_Page text_.
When should a person write his Bucket List? Is it a reviseable document? I think the concept of the Bucket List started for me shortly after having my daughter. It occured to me then, 19 months ago, that while I am here its got to be good.
For that reason, I want to do the things I want to do and I want to do them now. Obviously, money is a road block on some of the items I'd like to accomplish. To get to the end and say, "Oh NO! I didn't do this, and this, and this, and this, and this..." would be a major disappointment. But in the now, the things I have the ability to do I intend to do. I think the concept of creating a Bucket List as a living document is far more practical than writing the good stuff down when there is only blank amount of time left.
Do it now. It now will be different than it now when I'm 40. It now is staying in shape, eating good food, drinking good wine, and making the days the best that I can for my daughter. I want her days to be fun and new. I have control of that. It now is getting back to writing. Writing writing writing. If I'd been asked when I was 21 what it now was, I would have said the same thing I would say today: publish a book. A book a book a book. So what am I ever doing to that end?

_Data extracts_.
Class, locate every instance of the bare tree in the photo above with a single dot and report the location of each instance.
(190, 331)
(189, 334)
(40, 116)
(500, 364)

_Exercises_.
• A. Rewrite the bucket list post between "When should a" and "of time left.", inclusive, changing every "Bucket List" to "Life List".
• B. Write the next part of the bucket list post, picking up after its final sentence.

_Task-by-task outputs_.
• A.
When should a person write his Life List? Is it a reviseable document? I think the concept of the Life List started for me shortly after having my daughter. It occured to me then, 19 months ago, that while I am here its got to be good.
For that reason, I want to do the things I want to do and I want to do them now. Obviously, money is a road block on some of the items I'd like to accomplish. To get to the end and say, "Oh NO! I didn't do this, and this, and this, and this, and this..." would be a major disappointment. But in the now, the things I have the ability to do I intend to do. I think the concept of creating a Life List as a living document is far more practical than writing the good stuff down when there is only blank amount of time left.

• B.
The problem that I face is I have never published anything in any form. In the 5th grade I wrote a book for the Illinois Young Writers something-or-other, but it wasn't published, just awarded. I think writers are supposed to write for something, for a medium of some kind - newspapers, magazines, newsletters... I think that allows opportunity for further published work. I was an English major, not journalism. I didn't study how to publish. Aside from hitting the "publish post" button at the bottom of this page (and may I mention I'm the only person reading this page), publishing isn't my strong suit.
I went to church on Sunday for the first time since, um. Long time. I went because the church in my parents town has an interim minister. The minister I grew up listening to at The First United Methodist Church in Downers Grove is filling in at my mom's church. In my opinion, he always hits the key elements in giving a sermon: He always kept my attention, created a space for introspection, and made me laugh. I was excited to listen again.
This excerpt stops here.